--- Start of Selection ---

Inaccurate measurements
One problem with high dimensions in regression is that the results for the various metrics are overfitted to the data. Below is an example using the “attitude” dataset. There are 2 variables and 3 examples for developing a model. This is not strictly high dimensions but it is an example of a small sample size.
data("attitude")
reg1 <- lm(complaints[1:3]~rating[1:3],data=attitude[1:3])
summary(reg1)
##
## Call:
## lm(formula = complaints[1:3] ~ rating[1:3], data = attitude[1:3])
##
## Residuals:
## 1 2 3
## 0.1026 -0.3590 0.2564
##
## Coefficients:
## Estimate Std. Error t value Pr(>|t|)
## (Intercept) 21.95513 1.33598 16.43 0.0387 *
## rating[1:3] 0.67308 0.02221 30.31 0.0210 *
## ---
## Signif. codes: 0 '***' 0.001 '**' 0.01 '*' 0.05 '.' 0.1 ' ' 1
##
## Residual standard error: 0.4529 on 1 degrees of freedom
## Multiple R-squared: 0.9989, Adjusted R-squared: 0.9978
## F-statistic: 918.7 on 1 and 1 DF, p-value: 0.021
With only 3 data points the fit is perfect. You can also examine the mean squared error of the model. Below is a function for this followed by the results
mse <- function(sm){
mean(sm$residuals^2)}
mse(reg1)
## [1] 0.06837607
Almost no error. Lastly, let’s look at a visual of the model
with(attitude[1:3],plot(complaints[1:3]~ rating[1:3]))
title(main = "Sample Size 3")
abline(lm(complaints[1:3]~rating[1:3],data = attitude))

--- End of Selection ---

• [Tasks to carry out]
1) Rewrite everything in the regression excerpt from "summary(reg1)" down to "t value Pr(>|t|)", putting "Parameters" in place of "Coefficients".
2) Carry the regression excerpt forward from its last line.
The material that comes next is separate from the regression excerpt.

--- Start of Data segment ---

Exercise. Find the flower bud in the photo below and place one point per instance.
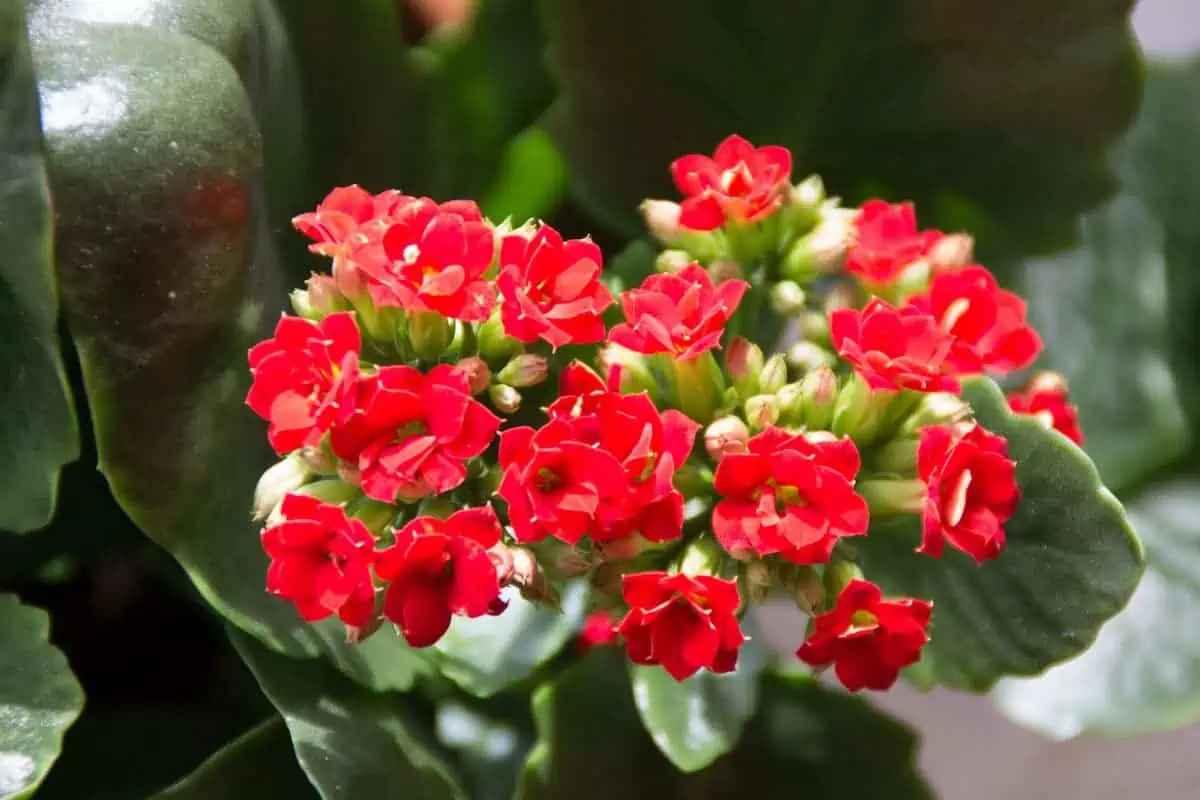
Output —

--- End of Data segment ---

• [Task-by-task answers]
1)
summary(reg1)
##
## Call:
## lm(formula = complaints[1:3] ~ rating[1:3], data = attitude[1:3])
##
## Residuals:
## 1 2 3
## 0.1026 -0.3590 0.2564
##
## Parameters:
## Estimate Std. Error t value Pr(>|t|)

2)
You can see that the regression line goes almost perfectly through each data point. If we tried to use this model on the test set in a real data science problem there would be a huge amount of bias. Now we will rerun the analysis this time with the full sample.
reg2<- lm(complaints~rating,data=attitude)
summary(reg2)
##
## Call:
## lm(formula = complaints ~ rating, data = attitude)
##
## Residuals:
## Min 1Q Median 3Q Max
## -13.3880 -6.4553 -0.2997 6.1462 13.3603
##
## Coefficients:
## Estimate Std. Error t value Pr(>|t|)
## (Intercept) 8.2445 7.6706 1.075 0.292
## rating 0.9029 0.1167 7.737 1.99e-08 ***
## ---
## Signif. codes: 0 '***' 0.001 '**' 0.01 '*' 0.05 '.' 0.1 ' ' 1
##
## Residual standard error: 7.65 on 28 degrees of freedom
## Multiple R-squared: 0.6813, Adjusted R-squared: 0.6699
## F-statistic: 59.86 on 1 and 28 DF, p-value: 1.988e-08
You can clearly see a huge reduction in the r-square from .99 to .68. Next, is the mean-square error
mse(reg2)
## [1] 54.61425
The error has increased a great deal. Lastly, we fit the regression line
with(attitude,plot(complaints~ rating))
title(main = "Full Sample Size")
abline(lm(complaints~rating,data = attitude))
Naturally, the second model is more likely to perform better with a test set. The problem is that least squares regression is too flexible when the number of features is greater than or equal to the number of examples in a dataset.
What to Do?
If least squares regression must be used. One solution to overcoming high dimensionality is to use some form of regularization regression such as ridge, lasso, or elastic net. Any of these regularization approaches will help to reduce the number of variables or dimensions in the final model through the use of shrinkage.
However, keep in mind that no matter what you do as the number of dimensions increases so does the r-square even if the variable is useless. This is known as the curse of dimensionality. Again, regularization can help with this.
Remember that with a large number of dimensions there are normally several equally acceptable models. To determine which is most useful depends on understanding the problem and context of the study.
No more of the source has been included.